RECORDS SHOWN:
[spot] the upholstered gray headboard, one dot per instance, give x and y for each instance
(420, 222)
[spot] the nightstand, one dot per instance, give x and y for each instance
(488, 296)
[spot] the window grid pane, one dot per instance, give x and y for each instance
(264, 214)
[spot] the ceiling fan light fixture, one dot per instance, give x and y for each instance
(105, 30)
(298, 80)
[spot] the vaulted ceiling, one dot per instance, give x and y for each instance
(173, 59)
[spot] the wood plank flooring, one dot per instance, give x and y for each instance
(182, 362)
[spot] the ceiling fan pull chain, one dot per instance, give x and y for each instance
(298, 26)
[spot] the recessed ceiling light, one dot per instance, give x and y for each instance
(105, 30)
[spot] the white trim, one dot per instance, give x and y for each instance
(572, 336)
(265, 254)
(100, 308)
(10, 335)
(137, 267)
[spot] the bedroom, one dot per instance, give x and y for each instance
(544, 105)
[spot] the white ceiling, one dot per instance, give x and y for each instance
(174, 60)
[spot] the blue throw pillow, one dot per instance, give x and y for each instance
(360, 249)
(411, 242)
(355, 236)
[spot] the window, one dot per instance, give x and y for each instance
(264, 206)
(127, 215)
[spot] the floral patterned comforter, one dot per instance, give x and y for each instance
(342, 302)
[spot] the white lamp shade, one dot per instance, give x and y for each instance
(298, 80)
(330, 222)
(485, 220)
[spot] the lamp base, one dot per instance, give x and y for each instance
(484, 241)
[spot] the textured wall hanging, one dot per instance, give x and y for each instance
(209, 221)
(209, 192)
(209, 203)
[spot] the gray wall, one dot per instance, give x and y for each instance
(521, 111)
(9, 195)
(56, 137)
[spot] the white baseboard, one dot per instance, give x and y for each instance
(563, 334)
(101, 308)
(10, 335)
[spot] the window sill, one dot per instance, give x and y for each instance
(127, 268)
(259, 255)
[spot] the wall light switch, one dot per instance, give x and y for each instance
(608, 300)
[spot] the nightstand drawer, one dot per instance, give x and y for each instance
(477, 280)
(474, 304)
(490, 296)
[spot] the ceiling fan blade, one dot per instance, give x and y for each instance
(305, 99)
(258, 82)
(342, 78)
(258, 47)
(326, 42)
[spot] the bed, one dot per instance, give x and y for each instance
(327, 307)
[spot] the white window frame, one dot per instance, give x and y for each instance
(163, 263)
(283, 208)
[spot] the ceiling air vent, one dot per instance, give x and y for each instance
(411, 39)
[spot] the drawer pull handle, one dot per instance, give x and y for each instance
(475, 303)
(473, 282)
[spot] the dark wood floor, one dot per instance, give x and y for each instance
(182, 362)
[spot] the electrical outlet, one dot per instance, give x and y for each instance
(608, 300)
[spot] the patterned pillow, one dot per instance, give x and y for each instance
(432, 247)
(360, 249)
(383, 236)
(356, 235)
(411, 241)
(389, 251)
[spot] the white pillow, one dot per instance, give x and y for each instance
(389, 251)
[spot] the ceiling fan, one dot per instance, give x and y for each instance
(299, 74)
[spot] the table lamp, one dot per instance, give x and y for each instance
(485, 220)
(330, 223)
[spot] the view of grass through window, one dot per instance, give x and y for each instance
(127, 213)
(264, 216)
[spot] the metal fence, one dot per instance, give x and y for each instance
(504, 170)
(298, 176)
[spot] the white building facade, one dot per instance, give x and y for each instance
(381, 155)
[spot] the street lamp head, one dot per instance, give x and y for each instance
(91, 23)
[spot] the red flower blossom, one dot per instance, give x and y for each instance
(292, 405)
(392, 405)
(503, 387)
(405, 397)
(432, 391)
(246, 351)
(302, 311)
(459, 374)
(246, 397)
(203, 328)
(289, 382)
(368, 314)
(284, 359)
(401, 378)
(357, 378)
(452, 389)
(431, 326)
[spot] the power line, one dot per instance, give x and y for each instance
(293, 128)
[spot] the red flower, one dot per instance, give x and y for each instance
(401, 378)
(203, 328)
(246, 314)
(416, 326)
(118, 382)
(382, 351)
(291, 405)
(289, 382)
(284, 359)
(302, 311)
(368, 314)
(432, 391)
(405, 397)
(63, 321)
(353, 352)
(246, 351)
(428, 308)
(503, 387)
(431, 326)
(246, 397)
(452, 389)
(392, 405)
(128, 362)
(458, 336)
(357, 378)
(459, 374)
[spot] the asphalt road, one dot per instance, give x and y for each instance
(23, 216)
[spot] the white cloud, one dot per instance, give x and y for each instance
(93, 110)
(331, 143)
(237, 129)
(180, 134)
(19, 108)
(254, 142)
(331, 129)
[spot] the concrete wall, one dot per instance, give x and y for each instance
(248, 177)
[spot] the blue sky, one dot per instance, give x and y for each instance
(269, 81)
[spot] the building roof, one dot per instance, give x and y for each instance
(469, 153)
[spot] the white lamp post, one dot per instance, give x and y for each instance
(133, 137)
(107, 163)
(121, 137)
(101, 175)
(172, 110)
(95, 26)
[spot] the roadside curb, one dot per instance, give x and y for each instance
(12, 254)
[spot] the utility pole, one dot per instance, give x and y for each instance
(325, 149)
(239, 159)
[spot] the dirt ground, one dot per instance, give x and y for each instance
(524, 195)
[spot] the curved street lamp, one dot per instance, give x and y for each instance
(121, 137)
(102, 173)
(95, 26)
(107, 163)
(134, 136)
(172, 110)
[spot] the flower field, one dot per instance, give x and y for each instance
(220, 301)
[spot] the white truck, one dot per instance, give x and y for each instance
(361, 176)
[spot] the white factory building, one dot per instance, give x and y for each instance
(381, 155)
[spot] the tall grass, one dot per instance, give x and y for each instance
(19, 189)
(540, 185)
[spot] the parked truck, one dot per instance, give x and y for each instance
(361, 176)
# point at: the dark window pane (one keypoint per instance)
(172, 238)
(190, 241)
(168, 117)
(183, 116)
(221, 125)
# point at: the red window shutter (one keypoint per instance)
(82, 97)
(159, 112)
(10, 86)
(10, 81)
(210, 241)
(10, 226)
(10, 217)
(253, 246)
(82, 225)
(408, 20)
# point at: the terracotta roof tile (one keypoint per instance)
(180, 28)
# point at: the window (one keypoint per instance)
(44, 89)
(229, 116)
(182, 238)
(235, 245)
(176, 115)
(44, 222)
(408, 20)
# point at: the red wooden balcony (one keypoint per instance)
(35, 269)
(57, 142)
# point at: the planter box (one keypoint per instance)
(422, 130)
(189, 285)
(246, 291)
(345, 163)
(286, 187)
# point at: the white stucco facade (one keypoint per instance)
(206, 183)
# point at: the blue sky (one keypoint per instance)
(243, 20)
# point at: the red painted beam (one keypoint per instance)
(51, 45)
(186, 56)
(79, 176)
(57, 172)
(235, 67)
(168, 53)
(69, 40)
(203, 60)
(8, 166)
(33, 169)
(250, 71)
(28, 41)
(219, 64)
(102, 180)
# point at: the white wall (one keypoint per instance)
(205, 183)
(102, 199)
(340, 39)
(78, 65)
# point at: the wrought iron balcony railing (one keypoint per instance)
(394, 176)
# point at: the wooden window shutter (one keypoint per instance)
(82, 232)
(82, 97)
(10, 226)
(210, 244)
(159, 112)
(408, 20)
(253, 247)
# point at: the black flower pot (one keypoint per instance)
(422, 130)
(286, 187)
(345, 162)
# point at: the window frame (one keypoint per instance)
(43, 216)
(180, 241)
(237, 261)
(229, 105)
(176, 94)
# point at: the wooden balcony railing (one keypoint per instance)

OBJECTIVE: Print every one of the lines above again, unchanged and in the same order.

EXERCISE RESULT:
[spot] the upholstered gray headboard, one dot per instance, give x and y for each instance
(420, 222)
[spot] the nightstand, one dot per instance, give x and y for each instance
(488, 296)
[spot] the window grid pane, one dot per instance, give x and y for each instance
(264, 214)
[spot] the ceiling fan light fixture, one dot per instance, give x and y for each instance
(105, 30)
(298, 80)
[spot] the vaulted ceiling, one dot per instance, give x and y for each instance
(173, 59)
[spot] the wood plank flooring, one dot per instance, give x and y for each instance
(182, 362)
[spot] the ceiling fan pull chain, one dot per instance, give x and y for each instance
(298, 26)
[spot] the recessed ceiling light, one dot per instance, give x and y for each instance
(105, 30)
[spot] the white trim, one dot per instance, give x and y for each instance
(572, 336)
(265, 254)
(100, 308)
(10, 335)
(137, 267)
[spot] the bedroom, one dot per instance, give x and y for each instance
(544, 105)
[spot] the white ceiling, one dot per instance, give x and y for each instance
(174, 60)
[spot] the blue throw pillow, one dot per instance, give x and y for each instance
(360, 249)
(411, 242)
(355, 236)
[spot] the window, one dot per instance, give x and y for each instance
(264, 206)
(127, 215)
[spot] the floral patterned comforter, one dot per instance, give x and y for each instance
(342, 302)
[spot] the white lamp shade, one dot per instance, give x and y for each instance
(298, 80)
(330, 222)
(485, 220)
[spot] the lamp base, one dot per instance, give x and y for each instance
(484, 241)
[spot] the textured wall hanging, one dot per instance, give x and y for each instance
(209, 221)
(209, 192)
(209, 203)
[spot] the gray wall, one dot per instance, give x and y for each instance
(521, 111)
(9, 195)
(56, 137)
[spot] the white baseboard, one dot per instance, give x and y for each instance
(563, 334)
(101, 308)
(10, 335)
[spot] the window sill, one dot per instance, give x and y for each instance
(127, 268)
(259, 255)
[spot] the wall light switch, one dot per instance, give x and y for each instance
(608, 300)
[spot] the nightstand drawer, one dot per instance, give x and y for each instance
(477, 280)
(474, 304)
(490, 296)
[spot] the ceiling fan blade, one dot per instance, give x and y for each instance
(305, 99)
(258, 82)
(342, 78)
(258, 47)
(326, 42)
[spot] the bed, one dot per instance, give x and y for each instance
(327, 307)
[spot] the white window frame, one dot per instance, give x and y for each instance
(163, 263)
(283, 208)
[spot] the ceiling air vent, one dot per instance, give x and y for each instance
(411, 39)
[spot] the drawer pull handle, one dot per instance, give x and y for each instance
(475, 303)
(473, 282)
[spot] the dark wood floor, one dot per instance, give x and y for each instance
(182, 362)
[spot] the electrical outlet, one dot per instance, give x and y for each instance
(608, 300)
[spot] the patterned pillow, one dot per instance, give x and y for each instance
(432, 247)
(360, 249)
(383, 236)
(356, 235)
(411, 241)
(389, 251)
[spot] the white pillow, one dot per instance, give x and y for each instance
(389, 251)
[spot] the ceiling fan, one dot per instance, give x and y for each instance
(299, 74)
[spot] the table lamp, one dot per instance, give x and y for each instance
(485, 220)
(330, 223)
[spot] the view of grass through window, one dot per instance, give x and y for each instance
(127, 213)
(264, 216)
[spot] the metal fence, one dot per instance, give x and y for each instance
(504, 170)
(298, 176)
[spot] the white building facade, one dot per instance, give x and y for each instance
(381, 155)
[spot] the street lamp head, one dot per instance, give x and y for each instance
(91, 23)
[spot] the red flower blossom, one dot per instance, give x and y for each instance
(292, 405)
(392, 405)
(503, 387)
(405, 397)
(432, 391)
(246, 351)
(302, 311)
(459, 374)
(246, 397)
(203, 328)
(289, 382)
(368, 314)
(284, 359)
(401, 378)
(357, 378)
(452, 389)
(431, 326)
[spot] the power line, one dot per instance, give x and y for each instance
(293, 128)
[spot] the red flower, one dot per instance, give x and y for each instance
(401, 378)
(203, 328)
(246, 314)
(416, 326)
(118, 382)
(382, 351)
(291, 405)
(289, 382)
(284, 359)
(302, 311)
(368, 314)
(432, 391)
(405, 397)
(63, 321)
(353, 352)
(246, 351)
(428, 308)
(503, 387)
(431, 326)
(246, 397)
(452, 389)
(392, 405)
(128, 362)
(458, 336)
(357, 378)
(459, 374)
[spot] the asphalt road, one dot per instance, give x and y for each instance
(23, 216)
[spot] the white cloud, one dot per instance, give x and y for each instance
(93, 110)
(331, 143)
(237, 129)
(180, 134)
(19, 108)
(254, 142)
(331, 129)
[spot] the concrete wall, one dot per instance, give x and y for each instance
(248, 177)
[spot] the blue sky, one dot per instance, give x and y for each instance
(269, 81)
[spot] the building roof, one dot per instance, give x and y for each instance
(469, 153)
[spot] the white lamp post, one dot per instance, give x and y for each instance
(133, 137)
(107, 163)
(121, 137)
(101, 175)
(172, 110)
(95, 26)
[spot] the roadside curb, one dot per instance, give x and y for each instance
(12, 254)
[spot] the utility pole, one dot per instance, give x and y for each instance
(325, 149)
(239, 159)
[spot] the dirt ground, one dot per instance, give x and y for each instance
(524, 195)
[spot] the curved street lamp, one dot per instance, give x and y for each instance
(121, 137)
(102, 173)
(95, 26)
(107, 163)
(134, 136)
(172, 110)
[spot] the flower field, one dot per instance, give x and y for each instance
(220, 301)
[spot] the white truck, one dot per instance, give x and y for each instance
(361, 176)
[spot] the white factory building, one dot per instance, give x and y for each instance
(381, 155)
[spot] the tall grass, one dot per instance, give x and y for each instance
(19, 189)
(540, 185)
[spot] the parked truck, one dot per instance, give x and y for each instance
(361, 176)
# point at: the dark window pane (one keypoint per instance)
(172, 238)
(190, 241)
(168, 117)
(183, 116)
(221, 125)
# point at: the red window shutter (one keypoint per instance)
(82, 97)
(159, 112)
(10, 86)
(10, 81)
(210, 241)
(10, 226)
(10, 217)
(253, 246)
(82, 225)
(408, 20)
# point at: the terracotta roof tile (one keypoint per instance)
(180, 28)
# point at: the window (one keypoint per instance)
(44, 89)
(229, 116)
(182, 238)
(235, 245)
(176, 115)
(44, 222)
(408, 20)
# point at: the red wooden balcony (one keypoint per instance)
(35, 269)
(57, 142)
# point at: the planter box (one keypoint per instance)
(422, 130)
(189, 285)
(246, 291)
(345, 163)
(286, 187)
# point at: the white stucco facade (one keypoint per instance)
(206, 183)
# point at: the blue sky (one keypoint per instance)
(243, 20)
# point at: the red painted beam (one keypoint per instance)
(51, 45)
(186, 56)
(79, 176)
(57, 172)
(235, 67)
(168, 53)
(69, 40)
(203, 60)
(8, 166)
(33, 169)
(250, 71)
(28, 41)
(219, 64)
(102, 180)
# point at: the white wall (one keypoint per instance)
(205, 183)
(102, 199)
(340, 39)
(78, 65)
# point at: the wrought iron balcony railing (one keypoint per instance)
(394, 176)
# point at: the wooden window shutter (one keypoint per instance)
(82, 232)
(82, 97)
(10, 226)
(210, 244)
(159, 112)
(408, 20)
(253, 247)
# point at: the black flower pot (one keypoint per instance)
(422, 130)
(286, 187)
(345, 162)
# point at: the window frame (one keypoint per instance)
(43, 216)
(180, 241)
(237, 261)
(229, 105)
(176, 94)
# point at: the wooden balcony railing (one keypoint per instance)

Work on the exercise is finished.